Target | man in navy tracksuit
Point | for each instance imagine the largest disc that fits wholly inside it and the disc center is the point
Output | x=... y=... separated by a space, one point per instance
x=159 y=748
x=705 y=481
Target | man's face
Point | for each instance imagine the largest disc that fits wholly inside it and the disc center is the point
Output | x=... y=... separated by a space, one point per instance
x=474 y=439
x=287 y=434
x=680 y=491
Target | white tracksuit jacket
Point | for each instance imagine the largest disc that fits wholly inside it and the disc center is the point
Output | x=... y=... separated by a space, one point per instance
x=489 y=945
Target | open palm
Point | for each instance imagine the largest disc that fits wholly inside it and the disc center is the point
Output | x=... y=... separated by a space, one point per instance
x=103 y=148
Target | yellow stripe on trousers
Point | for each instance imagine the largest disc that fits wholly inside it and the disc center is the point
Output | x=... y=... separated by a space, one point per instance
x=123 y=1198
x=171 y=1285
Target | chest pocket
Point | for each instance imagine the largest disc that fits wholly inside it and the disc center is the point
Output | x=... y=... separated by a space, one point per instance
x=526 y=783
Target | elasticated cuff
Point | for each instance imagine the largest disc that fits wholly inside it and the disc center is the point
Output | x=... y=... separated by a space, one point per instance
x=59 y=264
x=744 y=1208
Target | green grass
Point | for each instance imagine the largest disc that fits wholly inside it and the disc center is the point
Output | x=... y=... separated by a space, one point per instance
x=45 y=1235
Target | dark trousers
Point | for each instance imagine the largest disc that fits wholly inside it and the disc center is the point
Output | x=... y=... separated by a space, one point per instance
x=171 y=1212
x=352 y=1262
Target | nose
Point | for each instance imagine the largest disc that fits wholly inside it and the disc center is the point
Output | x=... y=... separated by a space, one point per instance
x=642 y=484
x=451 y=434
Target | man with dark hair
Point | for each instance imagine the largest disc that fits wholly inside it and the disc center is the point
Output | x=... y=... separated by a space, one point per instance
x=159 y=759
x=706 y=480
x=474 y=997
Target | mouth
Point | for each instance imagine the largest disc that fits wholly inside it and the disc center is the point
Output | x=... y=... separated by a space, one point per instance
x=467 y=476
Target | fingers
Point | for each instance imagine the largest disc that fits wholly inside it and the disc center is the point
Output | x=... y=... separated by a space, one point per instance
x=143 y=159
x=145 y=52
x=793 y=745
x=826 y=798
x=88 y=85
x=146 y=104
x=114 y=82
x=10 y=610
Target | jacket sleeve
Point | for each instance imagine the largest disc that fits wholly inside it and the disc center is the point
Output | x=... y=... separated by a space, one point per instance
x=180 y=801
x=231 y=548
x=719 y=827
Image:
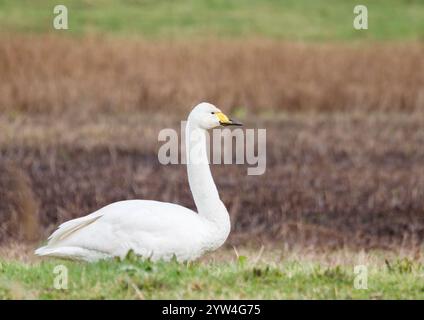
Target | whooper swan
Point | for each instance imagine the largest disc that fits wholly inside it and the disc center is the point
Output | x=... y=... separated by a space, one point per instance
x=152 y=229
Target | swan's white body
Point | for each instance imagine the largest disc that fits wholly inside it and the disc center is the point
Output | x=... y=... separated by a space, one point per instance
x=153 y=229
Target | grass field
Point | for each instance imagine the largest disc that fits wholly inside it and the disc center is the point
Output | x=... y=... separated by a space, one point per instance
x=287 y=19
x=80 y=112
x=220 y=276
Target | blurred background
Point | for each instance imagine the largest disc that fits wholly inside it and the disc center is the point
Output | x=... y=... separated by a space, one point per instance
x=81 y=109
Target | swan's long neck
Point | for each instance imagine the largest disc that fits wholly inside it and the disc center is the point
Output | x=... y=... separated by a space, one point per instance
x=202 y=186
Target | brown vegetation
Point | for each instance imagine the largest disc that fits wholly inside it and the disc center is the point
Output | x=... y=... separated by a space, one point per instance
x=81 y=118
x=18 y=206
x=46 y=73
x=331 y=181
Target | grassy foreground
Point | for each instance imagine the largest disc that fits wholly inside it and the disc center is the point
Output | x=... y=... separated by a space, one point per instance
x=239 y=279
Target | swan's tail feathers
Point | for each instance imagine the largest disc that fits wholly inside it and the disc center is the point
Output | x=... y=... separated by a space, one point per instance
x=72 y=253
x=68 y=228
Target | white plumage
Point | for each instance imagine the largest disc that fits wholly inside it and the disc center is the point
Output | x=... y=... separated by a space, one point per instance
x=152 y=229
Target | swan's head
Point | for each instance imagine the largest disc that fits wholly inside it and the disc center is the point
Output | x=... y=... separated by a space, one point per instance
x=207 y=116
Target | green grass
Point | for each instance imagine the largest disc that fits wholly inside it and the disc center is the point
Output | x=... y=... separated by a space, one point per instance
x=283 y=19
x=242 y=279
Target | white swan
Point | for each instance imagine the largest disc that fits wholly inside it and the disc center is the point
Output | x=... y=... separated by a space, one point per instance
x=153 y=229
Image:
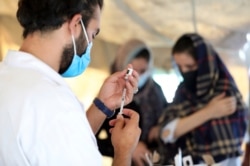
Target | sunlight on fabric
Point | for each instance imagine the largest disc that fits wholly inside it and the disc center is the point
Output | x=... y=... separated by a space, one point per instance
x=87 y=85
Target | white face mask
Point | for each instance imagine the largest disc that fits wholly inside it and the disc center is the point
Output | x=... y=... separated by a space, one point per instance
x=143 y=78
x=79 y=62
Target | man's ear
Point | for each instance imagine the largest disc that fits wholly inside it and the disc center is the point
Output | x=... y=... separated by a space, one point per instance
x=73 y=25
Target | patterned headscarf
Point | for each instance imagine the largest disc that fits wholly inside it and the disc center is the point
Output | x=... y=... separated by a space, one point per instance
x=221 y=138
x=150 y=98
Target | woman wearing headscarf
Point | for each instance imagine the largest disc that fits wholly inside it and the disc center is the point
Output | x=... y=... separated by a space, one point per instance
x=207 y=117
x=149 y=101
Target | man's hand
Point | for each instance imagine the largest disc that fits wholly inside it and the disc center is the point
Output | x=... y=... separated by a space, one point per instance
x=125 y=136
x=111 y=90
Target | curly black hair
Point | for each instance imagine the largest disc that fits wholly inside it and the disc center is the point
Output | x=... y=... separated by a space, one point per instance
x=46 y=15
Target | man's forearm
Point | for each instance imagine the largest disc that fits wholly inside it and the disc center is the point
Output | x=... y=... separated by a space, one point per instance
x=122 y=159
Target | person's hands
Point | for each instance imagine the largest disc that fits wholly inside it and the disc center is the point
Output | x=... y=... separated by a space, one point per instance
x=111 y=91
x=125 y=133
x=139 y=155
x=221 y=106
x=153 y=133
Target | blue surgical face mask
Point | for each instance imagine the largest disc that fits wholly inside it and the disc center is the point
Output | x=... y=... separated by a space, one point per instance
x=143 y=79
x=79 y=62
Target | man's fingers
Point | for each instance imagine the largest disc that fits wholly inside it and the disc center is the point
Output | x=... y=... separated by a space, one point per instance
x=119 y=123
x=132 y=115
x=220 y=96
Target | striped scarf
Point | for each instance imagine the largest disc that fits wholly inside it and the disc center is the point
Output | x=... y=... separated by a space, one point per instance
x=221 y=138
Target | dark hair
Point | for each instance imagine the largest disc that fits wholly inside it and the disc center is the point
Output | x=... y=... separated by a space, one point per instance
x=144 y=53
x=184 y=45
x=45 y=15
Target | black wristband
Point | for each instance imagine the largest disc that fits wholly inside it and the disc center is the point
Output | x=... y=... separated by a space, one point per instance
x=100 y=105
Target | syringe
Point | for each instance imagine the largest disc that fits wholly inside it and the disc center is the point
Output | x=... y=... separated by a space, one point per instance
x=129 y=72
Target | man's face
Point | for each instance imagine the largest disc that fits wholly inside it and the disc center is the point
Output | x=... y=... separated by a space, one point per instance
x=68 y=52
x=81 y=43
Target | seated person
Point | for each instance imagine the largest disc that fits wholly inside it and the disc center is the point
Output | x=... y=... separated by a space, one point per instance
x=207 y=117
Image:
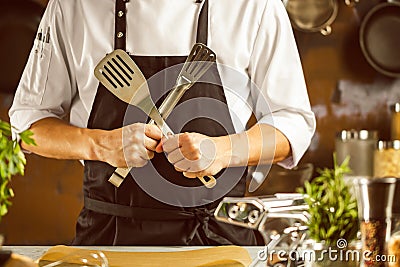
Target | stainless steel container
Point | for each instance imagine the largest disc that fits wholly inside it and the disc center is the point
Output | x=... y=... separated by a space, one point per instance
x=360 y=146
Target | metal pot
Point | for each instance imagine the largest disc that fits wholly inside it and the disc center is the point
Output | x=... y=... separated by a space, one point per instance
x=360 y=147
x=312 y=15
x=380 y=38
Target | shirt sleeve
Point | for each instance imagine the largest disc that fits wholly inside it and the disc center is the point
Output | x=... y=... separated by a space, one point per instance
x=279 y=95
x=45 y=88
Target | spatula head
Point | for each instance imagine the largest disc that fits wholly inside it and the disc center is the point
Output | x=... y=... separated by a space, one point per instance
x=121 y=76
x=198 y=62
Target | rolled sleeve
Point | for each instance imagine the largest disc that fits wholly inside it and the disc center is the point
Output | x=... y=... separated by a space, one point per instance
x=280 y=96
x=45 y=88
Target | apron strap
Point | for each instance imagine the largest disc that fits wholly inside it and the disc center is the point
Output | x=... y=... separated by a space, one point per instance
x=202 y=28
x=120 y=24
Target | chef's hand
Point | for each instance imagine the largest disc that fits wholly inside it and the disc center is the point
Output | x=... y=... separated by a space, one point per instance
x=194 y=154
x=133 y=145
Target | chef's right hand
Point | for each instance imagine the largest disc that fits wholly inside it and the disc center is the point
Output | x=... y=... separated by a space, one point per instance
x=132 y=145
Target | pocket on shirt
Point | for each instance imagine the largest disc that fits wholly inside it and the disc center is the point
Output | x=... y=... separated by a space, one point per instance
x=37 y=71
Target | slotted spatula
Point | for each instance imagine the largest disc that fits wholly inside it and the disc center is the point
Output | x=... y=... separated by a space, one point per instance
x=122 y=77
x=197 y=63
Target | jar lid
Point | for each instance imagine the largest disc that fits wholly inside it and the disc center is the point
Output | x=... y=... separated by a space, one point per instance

* * * * *

**Directions**
A single number is the expected answer: how many lines of the entries contain "tracksuit".

**Result of the task**
2